- Text for analysis:
[Start of section]

The U.S. Food and Drug Administration (FDA) has granted breakthrough therapy designation to Eisai’s Lenvima (lenvatinib), in combination with Merck’s Keytruda (pembrolizumab), to treat patients with advanced renal cell carcinoma (RCC).
The FDA awards this designation to therapies that provide significant improvement over currently available ones. It aims to accelerate the development, review and approval of medicines.
“As a human health care company dedicated to giving our first thought to patients, we are committed to working closely with Merck and the FDA to expedite this clinical program with the hope that we may offer another important option for patients in need,” Takashi Owa, vice president and chief medicine creation officer of Eisai’s Oncology Business Group said in a press release.
The FDA based its ruling on results of Study 111 (NCT02501096), a multicenter, open-label Phase 1b/2 trial conducted in 55 clinical sites across the United States and Spain.
The study is evaluating the safety and efficacy of Lenvima plus Keytruda in multiple solid tumors, including RCC, non-small cell lung cancer, endometrial cancer, urothelial cancer, squamous cell carcinoma of the head and neck, and melanoma. Participants had unresectable tumors and their disease had progressed following treatment with approved therapies.
In Phase 1b, researchers tested multiple Lenvima doses, combined with a fixed Keytruda dose (200 mg every three weeks), to find the maximum tolerated dose. Then, in Phase 2, patients received oral Lenvima (20 mg) once a day plus Keytruda for up to 24 weeks. Due to reported toxicity, reduced doses of Lenvima were also tested.

[End of section]

- Input data:
[Start of section]

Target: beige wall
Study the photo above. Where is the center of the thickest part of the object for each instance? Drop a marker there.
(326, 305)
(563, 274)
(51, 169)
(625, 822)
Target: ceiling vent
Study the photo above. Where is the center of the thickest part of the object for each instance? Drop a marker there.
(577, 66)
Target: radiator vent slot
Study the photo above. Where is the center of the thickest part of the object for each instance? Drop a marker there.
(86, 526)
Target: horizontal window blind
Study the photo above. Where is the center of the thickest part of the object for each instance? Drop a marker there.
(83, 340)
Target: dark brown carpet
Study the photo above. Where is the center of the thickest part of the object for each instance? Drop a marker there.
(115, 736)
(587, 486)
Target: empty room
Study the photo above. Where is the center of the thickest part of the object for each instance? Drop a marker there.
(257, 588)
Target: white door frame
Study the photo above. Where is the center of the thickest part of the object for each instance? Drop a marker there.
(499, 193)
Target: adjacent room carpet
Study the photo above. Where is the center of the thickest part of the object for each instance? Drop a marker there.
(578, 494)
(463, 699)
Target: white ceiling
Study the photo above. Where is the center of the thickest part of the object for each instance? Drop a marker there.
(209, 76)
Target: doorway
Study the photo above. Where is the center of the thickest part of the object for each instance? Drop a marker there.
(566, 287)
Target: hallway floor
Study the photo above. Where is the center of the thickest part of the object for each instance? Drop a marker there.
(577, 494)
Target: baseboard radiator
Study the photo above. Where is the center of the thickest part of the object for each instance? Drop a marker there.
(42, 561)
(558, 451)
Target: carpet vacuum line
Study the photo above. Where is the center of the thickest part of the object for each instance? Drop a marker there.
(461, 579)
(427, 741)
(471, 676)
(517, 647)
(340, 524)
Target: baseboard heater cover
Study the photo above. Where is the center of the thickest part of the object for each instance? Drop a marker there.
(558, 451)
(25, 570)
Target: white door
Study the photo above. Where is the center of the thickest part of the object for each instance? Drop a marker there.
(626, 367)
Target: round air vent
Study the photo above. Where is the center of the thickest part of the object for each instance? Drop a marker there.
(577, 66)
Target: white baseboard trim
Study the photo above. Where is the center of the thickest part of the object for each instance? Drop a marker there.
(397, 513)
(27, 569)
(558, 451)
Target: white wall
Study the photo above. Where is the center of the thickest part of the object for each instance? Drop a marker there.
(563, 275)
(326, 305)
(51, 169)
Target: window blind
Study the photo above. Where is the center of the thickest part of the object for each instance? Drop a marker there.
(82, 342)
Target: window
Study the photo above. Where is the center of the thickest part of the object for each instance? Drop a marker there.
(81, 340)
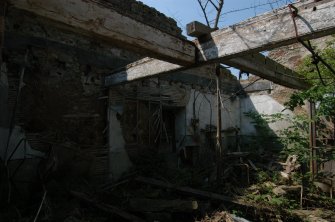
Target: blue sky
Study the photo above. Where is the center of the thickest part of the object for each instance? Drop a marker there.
(185, 11)
(234, 11)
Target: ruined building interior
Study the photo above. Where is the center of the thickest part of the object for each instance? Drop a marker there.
(71, 139)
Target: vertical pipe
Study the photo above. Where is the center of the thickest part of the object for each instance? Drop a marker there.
(2, 26)
(312, 139)
(219, 126)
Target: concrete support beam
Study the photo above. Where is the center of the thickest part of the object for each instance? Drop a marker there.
(230, 45)
(98, 19)
(264, 32)
(266, 68)
(256, 64)
(268, 31)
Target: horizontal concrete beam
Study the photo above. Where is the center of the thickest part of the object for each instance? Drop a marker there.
(266, 68)
(230, 45)
(256, 64)
(268, 31)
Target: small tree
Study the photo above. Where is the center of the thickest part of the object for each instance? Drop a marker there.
(207, 6)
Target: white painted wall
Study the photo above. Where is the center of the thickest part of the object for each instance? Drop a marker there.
(119, 162)
(263, 104)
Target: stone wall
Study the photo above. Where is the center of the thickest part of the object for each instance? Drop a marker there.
(145, 14)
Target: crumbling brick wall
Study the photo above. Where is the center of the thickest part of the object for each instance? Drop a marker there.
(63, 103)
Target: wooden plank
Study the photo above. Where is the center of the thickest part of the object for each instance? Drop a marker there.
(157, 205)
(106, 208)
(196, 192)
(98, 18)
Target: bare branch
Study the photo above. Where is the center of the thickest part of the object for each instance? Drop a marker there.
(217, 9)
(203, 8)
(218, 14)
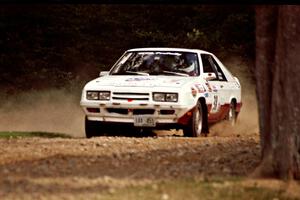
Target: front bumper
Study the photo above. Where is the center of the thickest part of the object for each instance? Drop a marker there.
(125, 112)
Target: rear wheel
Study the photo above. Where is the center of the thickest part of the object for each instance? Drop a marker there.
(232, 114)
(195, 126)
(93, 128)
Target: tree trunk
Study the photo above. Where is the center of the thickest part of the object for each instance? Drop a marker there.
(278, 89)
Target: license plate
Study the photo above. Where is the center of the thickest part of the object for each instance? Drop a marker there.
(144, 121)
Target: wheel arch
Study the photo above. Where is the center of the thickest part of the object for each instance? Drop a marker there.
(203, 104)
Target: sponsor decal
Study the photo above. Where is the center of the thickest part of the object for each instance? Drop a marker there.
(214, 88)
(194, 91)
(140, 79)
(208, 86)
(200, 88)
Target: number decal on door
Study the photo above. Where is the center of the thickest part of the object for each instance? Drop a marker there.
(215, 103)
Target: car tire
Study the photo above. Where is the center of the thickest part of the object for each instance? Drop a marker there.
(232, 114)
(195, 126)
(92, 128)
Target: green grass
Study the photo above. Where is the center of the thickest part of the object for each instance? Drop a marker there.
(181, 189)
(20, 134)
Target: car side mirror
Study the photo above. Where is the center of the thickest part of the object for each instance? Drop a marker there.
(209, 76)
(103, 73)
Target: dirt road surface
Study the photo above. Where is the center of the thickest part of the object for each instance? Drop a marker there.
(58, 168)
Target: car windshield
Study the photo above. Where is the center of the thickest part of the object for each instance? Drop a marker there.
(157, 63)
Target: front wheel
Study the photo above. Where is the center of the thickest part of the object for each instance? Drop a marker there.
(93, 128)
(195, 126)
(232, 114)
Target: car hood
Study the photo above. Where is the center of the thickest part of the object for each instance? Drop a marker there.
(140, 81)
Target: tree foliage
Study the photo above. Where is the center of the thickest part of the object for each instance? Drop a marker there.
(52, 45)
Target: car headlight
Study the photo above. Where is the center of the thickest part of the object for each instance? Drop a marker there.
(92, 95)
(98, 95)
(165, 97)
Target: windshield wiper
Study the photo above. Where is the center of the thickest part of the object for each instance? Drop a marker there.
(175, 73)
(138, 73)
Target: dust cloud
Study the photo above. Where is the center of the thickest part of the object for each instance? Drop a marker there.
(47, 111)
(59, 110)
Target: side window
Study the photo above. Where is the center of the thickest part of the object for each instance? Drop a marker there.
(220, 75)
(207, 67)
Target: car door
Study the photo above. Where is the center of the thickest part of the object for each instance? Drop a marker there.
(213, 87)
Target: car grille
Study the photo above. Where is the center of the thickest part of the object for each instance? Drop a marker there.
(130, 96)
(124, 111)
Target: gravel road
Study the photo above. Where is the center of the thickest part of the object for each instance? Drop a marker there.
(39, 168)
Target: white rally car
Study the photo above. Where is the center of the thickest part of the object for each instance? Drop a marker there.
(162, 88)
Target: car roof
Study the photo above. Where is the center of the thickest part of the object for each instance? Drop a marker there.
(169, 49)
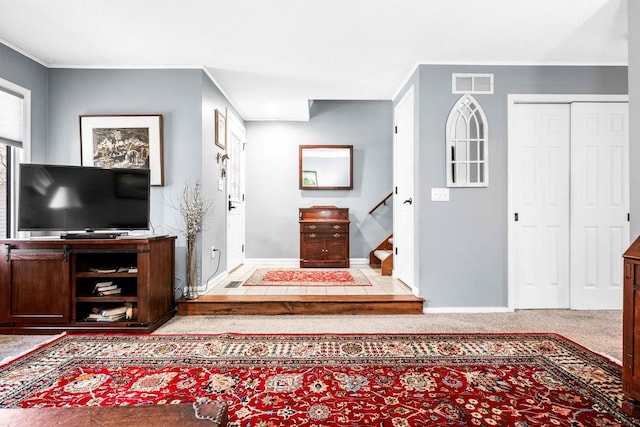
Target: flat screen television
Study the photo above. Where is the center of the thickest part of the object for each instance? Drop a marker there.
(76, 198)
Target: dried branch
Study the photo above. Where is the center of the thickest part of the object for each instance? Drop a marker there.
(193, 208)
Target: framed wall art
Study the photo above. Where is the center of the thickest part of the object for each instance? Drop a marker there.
(123, 141)
(221, 130)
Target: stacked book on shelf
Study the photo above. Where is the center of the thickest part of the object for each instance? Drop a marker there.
(114, 270)
(112, 314)
(107, 288)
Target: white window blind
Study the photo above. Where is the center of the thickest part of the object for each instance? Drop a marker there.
(11, 118)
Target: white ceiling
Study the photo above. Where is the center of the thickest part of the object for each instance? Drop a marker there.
(271, 57)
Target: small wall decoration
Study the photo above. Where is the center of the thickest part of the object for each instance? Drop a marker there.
(309, 179)
(123, 141)
(221, 130)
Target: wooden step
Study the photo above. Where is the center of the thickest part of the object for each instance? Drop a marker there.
(301, 304)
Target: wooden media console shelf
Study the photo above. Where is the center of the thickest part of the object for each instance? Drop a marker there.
(94, 285)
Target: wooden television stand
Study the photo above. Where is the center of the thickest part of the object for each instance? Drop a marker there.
(54, 285)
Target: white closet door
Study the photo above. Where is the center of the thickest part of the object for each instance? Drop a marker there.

[End of section]

- Activities:
**A)** In the news article on the Lenvima designation, why were reduced doses of Lenvima tested in Phase 2?
**B)** In the news article on the Lenvima designation, rewrite the part that opens with the words containing "The study is" and closes with "were also tested.", renaming "Keytruda" as "pembrolizumab" throughout.
**C)** Carry the news article on the Lenvima designation forward from its last sentence.

- Answers by item number:
**A)** Reduced doses of Lenvima were tested in Phase 2 because of reported toxicity.

**B)**
The study is evaluating the safety and efficacy of Lenvima plus pembrolizumab in multiple solid tumors, including RCC, non-small cell lung cancer, endometrial cancer, urothelial cancer, squamous cell carcinoma of the head and neck, and melanoma. Participants had unresectable tumors and their disease had progressed following treatment with approved therapies.
In Phase 1b, researchers tested multiple Lenvima doses, combined with a fixed pembrolizumab dose (200 mg every three weeks), to find the maximum tolerated dose. Then, in Phase 2, patients received oral Lenvima (20 mg) once a day plus pembrolizumab for up to 24 weeks. Due to reported toxicity, reduced doses of Lenvima were also tested.

**C)**
In this part of Study 111, researchers evaluated the objective response rate at 24 weeks as a primary endpoint. Secondary measures included disease control rate, progression-free survival and duration of response. This part is currently ongoing, expanded enrollment in the endometrial cancer group.
“The FDA’s Breakthrough Therapy Designation for the Lenvima and Keytruda combination in advanced and/or metastatic renal cell carcinoma provides us with the opportunity to accelerate our effort to bring an important potential treatment option to these patients,” said Roy Baynes, senior vice president and head of global clinical development and chief medical officer at Merck Research Laboratories.
In 2012, roughly 338,000 people worldwide had renal cancer, including 58,000 in the United States, 115,000 in Europe and 17,000 in Japan. The average age of a renal cancer diagnosis is 64, and the disease is more likely to affect men than women.
“We remain committed to understanding the full potential of Keytruda across cancers and treatment settings, and our collaboration with Eisai is one of the many ways we are executing on this commitment to helping more patients,” said Baynes.
Lenvima is a kinase inhibitor that is already approved, in combination with Afinitor (everolimus), for patients with advanced RCC who received one prior anti-angiogenic therapy. This is the second time it has been designated as breakthrough therapy. For Keytruda, it is the twelfth time.